WHAT THE EXERCISE ASKS: Report how many lines in the data below contain the word "pavement", treating uppercase and lowercase as different. Give only the number.

PROVIDED RECORDS:
——————————

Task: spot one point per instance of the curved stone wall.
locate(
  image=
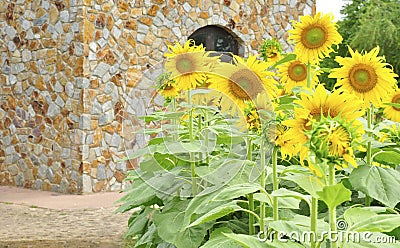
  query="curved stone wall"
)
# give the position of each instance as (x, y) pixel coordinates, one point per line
(75, 75)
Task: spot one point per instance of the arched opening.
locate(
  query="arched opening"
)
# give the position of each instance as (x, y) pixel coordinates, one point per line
(219, 39)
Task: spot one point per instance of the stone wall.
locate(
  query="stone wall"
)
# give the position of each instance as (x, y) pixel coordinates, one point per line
(76, 74)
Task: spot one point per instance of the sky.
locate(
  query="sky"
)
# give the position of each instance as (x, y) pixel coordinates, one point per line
(331, 6)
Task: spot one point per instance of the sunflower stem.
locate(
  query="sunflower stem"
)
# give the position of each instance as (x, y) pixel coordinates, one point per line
(275, 186)
(250, 196)
(308, 75)
(369, 147)
(314, 217)
(206, 135)
(332, 211)
(173, 105)
(262, 182)
(191, 154)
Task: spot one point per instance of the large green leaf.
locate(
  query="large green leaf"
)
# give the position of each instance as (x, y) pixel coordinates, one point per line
(309, 183)
(357, 214)
(254, 242)
(169, 228)
(138, 222)
(377, 223)
(372, 240)
(282, 192)
(380, 183)
(334, 195)
(236, 191)
(298, 224)
(387, 157)
(133, 199)
(287, 202)
(216, 213)
(219, 240)
(221, 172)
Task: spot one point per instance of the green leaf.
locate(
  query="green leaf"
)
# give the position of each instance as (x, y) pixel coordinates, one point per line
(391, 158)
(236, 191)
(282, 192)
(286, 203)
(138, 222)
(169, 225)
(287, 58)
(299, 224)
(334, 195)
(200, 204)
(219, 240)
(222, 172)
(132, 199)
(253, 242)
(377, 223)
(357, 214)
(380, 183)
(148, 237)
(309, 183)
(216, 213)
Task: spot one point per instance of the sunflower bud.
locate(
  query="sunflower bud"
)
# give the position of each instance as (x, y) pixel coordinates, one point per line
(319, 142)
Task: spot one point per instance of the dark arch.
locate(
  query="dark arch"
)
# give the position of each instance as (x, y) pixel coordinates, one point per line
(219, 39)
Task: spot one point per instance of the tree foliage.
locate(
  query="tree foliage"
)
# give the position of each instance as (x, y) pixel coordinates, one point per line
(367, 24)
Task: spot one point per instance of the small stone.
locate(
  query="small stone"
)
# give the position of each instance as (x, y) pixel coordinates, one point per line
(84, 122)
(101, 172)
(64, 16)
(119, 176)
(153, 10)
(88, 31)
(40, 21)
(53, 110)
(86, 184)
(99, 186)
(53, 15)
(13, 170)
(101, 69)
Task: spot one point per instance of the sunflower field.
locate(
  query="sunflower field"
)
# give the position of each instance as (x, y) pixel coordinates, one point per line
(256, 152)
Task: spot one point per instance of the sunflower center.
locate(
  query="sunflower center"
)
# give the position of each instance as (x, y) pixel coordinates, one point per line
(245, 84)
(325, 111)
(339, 141)
(297, 71)
(185, 64)
(396, 99)
(362, 78)
(314, 37)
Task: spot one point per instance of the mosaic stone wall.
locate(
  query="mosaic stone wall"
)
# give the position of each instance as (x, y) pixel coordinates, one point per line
(76, 74)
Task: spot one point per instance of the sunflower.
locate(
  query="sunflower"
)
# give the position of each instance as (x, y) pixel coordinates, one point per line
(242, 81)
(366, 76)
(169, 89)
(314, 37)
(271, 51)
(188, 65)
(284, 140)
(334, 139)
(320, 105)
(294, 73)
(393, 112)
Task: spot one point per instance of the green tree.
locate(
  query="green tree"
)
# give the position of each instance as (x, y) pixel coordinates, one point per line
(367, 24)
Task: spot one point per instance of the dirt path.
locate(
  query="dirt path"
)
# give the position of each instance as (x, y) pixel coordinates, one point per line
(23, 225)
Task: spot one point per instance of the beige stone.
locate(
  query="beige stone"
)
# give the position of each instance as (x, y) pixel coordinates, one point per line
(146, 20)
(141, 50)
(53, 14)
(131, 24)
(153, 10)
(88, 31)
(132, 77)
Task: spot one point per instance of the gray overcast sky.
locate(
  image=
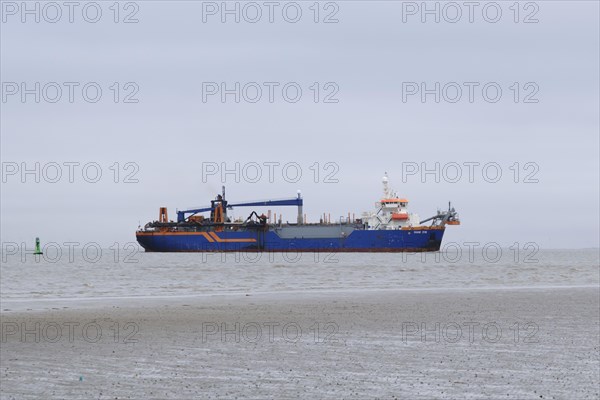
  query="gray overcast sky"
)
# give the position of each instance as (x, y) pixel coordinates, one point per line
(370, 55)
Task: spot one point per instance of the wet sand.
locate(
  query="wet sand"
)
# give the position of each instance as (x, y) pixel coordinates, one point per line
(509, 344)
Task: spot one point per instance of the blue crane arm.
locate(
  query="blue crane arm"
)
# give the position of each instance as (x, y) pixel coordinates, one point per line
(285, 202)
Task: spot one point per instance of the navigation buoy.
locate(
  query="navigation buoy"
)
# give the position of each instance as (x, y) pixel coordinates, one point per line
(37, 247)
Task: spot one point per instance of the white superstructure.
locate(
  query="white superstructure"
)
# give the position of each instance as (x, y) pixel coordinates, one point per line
(391, 212)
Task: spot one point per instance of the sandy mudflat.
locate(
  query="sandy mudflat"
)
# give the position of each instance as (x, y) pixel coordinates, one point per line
(351, 345)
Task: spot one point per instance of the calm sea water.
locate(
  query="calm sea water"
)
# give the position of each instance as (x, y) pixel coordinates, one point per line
(136, 273)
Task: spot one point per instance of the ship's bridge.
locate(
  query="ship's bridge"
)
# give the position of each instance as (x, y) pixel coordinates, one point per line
(394, 202)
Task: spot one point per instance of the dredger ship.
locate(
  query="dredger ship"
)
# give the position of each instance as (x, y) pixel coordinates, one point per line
(389, 228)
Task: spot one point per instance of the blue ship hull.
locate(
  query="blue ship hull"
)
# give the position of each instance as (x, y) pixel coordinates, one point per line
(403, 240)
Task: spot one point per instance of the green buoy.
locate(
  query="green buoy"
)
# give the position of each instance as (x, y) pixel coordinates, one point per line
(37, 247)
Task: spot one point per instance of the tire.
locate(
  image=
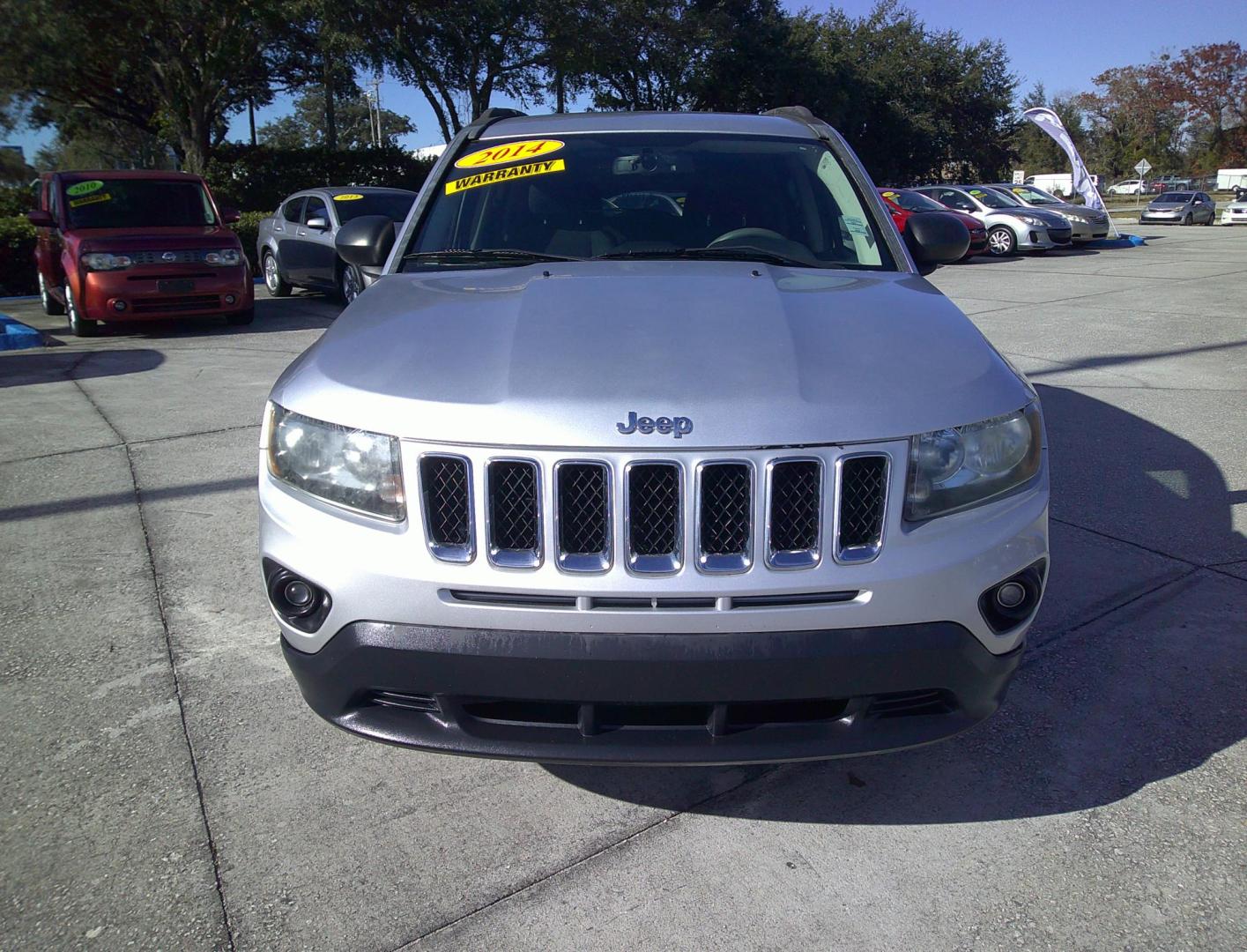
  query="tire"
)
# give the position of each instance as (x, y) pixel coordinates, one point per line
(351, 282)
(78, 326)
(1001, 241)
(51, 306)
(273, 281)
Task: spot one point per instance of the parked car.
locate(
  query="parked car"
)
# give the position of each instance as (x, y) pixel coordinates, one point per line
(1235, 212)
(1012, 227)
(294, 246)
(1180, 209)
(1085, 224)
(589, 483)
(903, 203)
(136, 246)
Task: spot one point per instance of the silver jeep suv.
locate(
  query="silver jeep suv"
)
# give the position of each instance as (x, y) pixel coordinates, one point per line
(651, 444)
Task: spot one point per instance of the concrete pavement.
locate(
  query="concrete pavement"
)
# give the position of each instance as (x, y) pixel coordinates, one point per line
(165, 785)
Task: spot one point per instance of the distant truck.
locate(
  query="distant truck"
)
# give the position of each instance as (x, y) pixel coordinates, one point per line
(1057, 182)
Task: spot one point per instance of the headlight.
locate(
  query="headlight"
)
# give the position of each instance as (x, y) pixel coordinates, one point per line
(965, 465)
(348, 467)
(226, 257)
(102, 261)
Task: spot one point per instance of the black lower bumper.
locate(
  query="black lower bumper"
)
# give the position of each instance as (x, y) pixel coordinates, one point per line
(654, 697)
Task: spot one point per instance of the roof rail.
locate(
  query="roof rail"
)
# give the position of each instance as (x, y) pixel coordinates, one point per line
(487, 117)
(798, 114)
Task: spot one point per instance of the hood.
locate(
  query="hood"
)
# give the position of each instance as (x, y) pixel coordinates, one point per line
(558, 354)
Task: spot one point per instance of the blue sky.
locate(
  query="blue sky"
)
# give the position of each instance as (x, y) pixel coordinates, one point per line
(1060, 44)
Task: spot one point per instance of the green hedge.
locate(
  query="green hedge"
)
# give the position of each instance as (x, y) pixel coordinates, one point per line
(261, 177)
(17, 256)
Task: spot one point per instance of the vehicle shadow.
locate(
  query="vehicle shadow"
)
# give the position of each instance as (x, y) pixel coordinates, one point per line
(1097, 711)
(47, 367)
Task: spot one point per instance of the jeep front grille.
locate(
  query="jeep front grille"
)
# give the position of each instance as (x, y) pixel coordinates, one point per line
(583, 504)
(793, 507)
(445, 495)
(654, 523)
(862, 502)
(724, 517)
(514, 513)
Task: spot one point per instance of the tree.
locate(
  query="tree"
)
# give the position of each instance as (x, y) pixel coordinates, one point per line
(165, 68)
(307, 125)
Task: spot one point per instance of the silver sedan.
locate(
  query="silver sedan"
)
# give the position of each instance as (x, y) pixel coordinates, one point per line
(1180, 209)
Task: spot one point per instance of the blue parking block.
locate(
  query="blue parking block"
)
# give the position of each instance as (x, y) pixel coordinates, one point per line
(15, 336)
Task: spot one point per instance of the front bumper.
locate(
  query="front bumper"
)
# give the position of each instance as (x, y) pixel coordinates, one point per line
(161, 292)
(671, 697)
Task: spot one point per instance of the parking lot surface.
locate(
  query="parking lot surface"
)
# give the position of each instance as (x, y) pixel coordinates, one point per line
(164, 784)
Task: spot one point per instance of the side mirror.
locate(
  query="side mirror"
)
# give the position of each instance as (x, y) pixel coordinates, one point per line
(366, 241)
(935, 239)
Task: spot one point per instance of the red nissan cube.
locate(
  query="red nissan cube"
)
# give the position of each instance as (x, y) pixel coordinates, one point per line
(137, 246)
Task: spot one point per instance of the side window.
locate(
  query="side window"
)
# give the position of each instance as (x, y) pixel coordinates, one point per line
(315, 209)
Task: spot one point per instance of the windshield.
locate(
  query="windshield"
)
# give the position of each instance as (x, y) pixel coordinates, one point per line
(648, 195)
(993, 198)
(1035, 196)
(352, 205)
(914, 203)
(137, 204)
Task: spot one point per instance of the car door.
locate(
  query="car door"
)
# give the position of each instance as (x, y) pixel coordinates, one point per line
(315, 234)
(286, 227)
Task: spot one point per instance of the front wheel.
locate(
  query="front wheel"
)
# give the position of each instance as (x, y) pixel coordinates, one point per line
(51, 306)
(277, 287)
(78, 326)
(1001, 241)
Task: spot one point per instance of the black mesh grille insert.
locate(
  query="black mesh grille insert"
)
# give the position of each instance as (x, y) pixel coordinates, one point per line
(654, 508)
(513, 505)
(583, 508)
(444, 484)
(795, 504)
(726, 498)
(863, 484)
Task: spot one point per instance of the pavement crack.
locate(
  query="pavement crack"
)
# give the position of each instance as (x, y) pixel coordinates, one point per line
(181, 703)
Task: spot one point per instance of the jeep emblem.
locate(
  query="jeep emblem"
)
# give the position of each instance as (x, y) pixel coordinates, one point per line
(678, 426)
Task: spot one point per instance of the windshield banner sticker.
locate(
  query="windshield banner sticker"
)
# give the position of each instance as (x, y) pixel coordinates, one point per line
(92, 200)
(502, 175)
(509, 152)
(85, 188)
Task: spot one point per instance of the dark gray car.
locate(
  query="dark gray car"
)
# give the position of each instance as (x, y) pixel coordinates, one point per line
(1180, 209)
(294, 246)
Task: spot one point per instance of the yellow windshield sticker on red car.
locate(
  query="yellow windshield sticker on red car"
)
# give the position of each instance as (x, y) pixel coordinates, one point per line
(504, 175)
(509, 152)
(85, 188)
(92, 200)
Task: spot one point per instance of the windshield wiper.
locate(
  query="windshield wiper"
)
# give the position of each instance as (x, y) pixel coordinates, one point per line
(737, 252)
(472, 256)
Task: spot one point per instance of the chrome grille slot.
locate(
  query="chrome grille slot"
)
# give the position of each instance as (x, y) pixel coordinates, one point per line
(795, 501)
(724, 517)
(583, 517)
(654, 517)
(862, 499)
(513, 490)
(445, 498)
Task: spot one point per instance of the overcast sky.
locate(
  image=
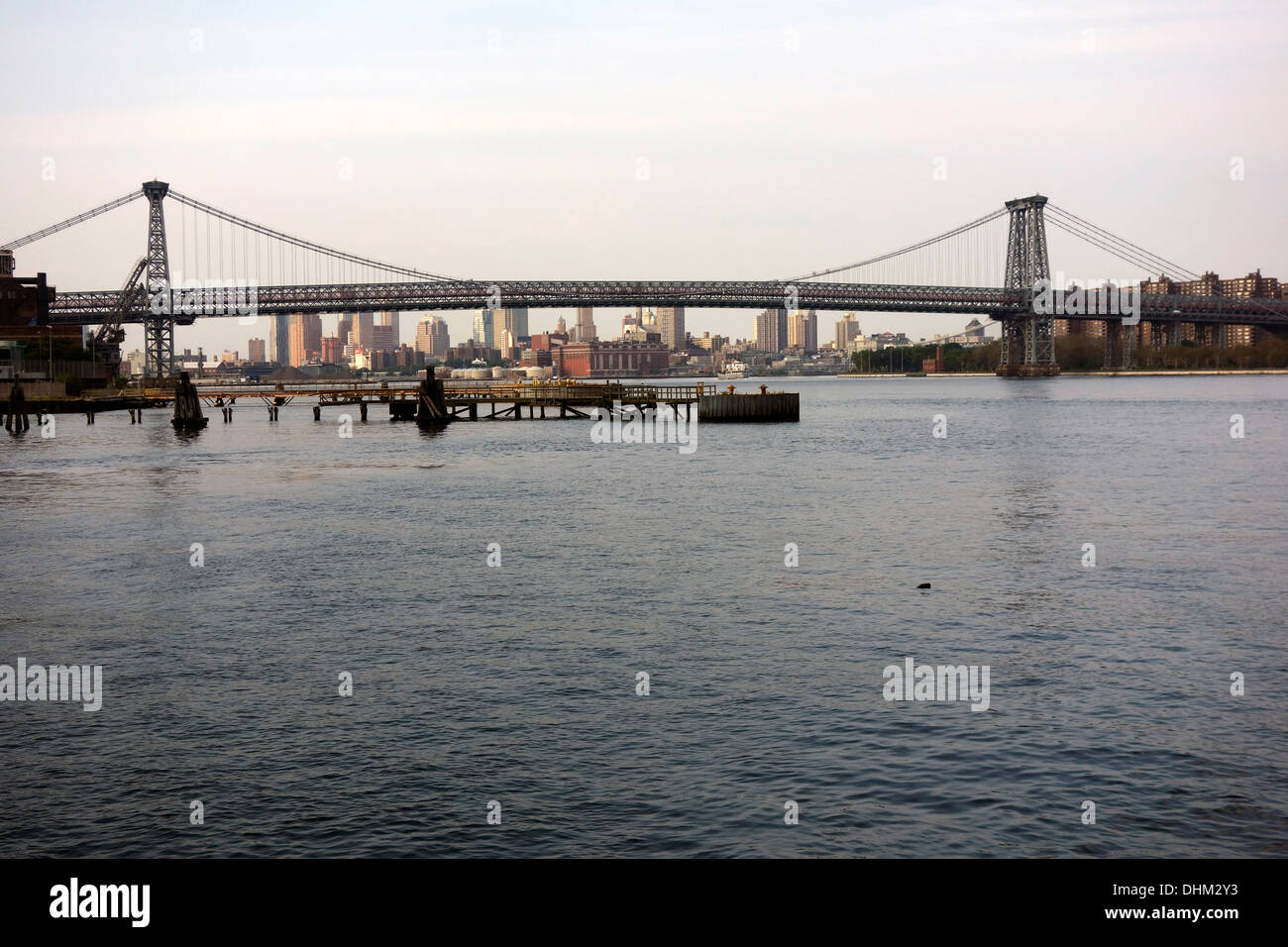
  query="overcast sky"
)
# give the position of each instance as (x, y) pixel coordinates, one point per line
(505, 140)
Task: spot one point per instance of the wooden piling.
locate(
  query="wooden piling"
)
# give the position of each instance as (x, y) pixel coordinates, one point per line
(778, 406)
(187, 406)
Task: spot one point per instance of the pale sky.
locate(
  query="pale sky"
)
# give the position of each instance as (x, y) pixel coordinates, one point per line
(502, 141)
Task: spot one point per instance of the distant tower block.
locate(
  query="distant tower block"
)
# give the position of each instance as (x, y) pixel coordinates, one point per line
(1028, 342)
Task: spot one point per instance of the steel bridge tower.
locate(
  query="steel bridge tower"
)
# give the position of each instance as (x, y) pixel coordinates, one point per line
(158, 328)
(1028, 342)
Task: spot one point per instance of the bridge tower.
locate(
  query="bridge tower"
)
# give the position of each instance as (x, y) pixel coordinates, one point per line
(1028, 342)
(158, 328)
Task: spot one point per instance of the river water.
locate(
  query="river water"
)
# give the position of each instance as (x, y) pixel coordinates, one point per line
(518, 684)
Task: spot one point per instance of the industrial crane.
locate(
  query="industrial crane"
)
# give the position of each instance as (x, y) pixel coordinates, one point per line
(110, 335)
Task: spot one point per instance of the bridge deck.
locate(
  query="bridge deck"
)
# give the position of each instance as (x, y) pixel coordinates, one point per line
(458, 393)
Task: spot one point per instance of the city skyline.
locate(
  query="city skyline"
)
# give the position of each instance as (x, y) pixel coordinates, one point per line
(883, 149)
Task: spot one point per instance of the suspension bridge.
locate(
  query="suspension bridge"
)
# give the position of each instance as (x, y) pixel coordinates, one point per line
(990, 266)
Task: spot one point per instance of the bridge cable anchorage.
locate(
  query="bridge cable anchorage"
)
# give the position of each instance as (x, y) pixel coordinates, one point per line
(71, 222)
(300, 243)
(911, 248)
(1131, 253)
(1127, 258)
(1159, 262)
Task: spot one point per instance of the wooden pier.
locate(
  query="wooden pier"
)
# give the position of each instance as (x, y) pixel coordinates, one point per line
(477, 401)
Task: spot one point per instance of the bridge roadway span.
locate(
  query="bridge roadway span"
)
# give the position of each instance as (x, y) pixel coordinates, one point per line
(91, 308)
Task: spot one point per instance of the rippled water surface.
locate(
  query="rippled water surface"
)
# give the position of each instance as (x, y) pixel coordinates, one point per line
(516, 684)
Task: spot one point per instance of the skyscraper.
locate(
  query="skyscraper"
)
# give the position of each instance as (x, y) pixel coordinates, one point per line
(772, 330)
(484, 326)
(509, 326)
(279, 339)
(390, 318)
(305, 338)
(846, 331)
(432, 337)
(671, 325)
(362, 325)
(585, 328)
(803, 330)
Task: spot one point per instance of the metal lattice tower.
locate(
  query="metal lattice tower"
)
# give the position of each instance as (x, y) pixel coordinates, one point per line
(1028, 342)
(158, 328)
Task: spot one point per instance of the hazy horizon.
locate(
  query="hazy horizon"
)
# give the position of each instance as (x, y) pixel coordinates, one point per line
(506, 142)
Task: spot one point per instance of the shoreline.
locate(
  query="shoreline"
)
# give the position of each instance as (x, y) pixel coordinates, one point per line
(1149, 372)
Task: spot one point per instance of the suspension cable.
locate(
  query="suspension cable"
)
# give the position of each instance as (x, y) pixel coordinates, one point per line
(300, 243)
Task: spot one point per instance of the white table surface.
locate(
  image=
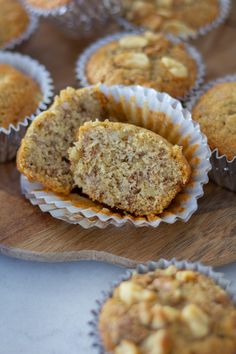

——————————

WORKED SOLUTION: 4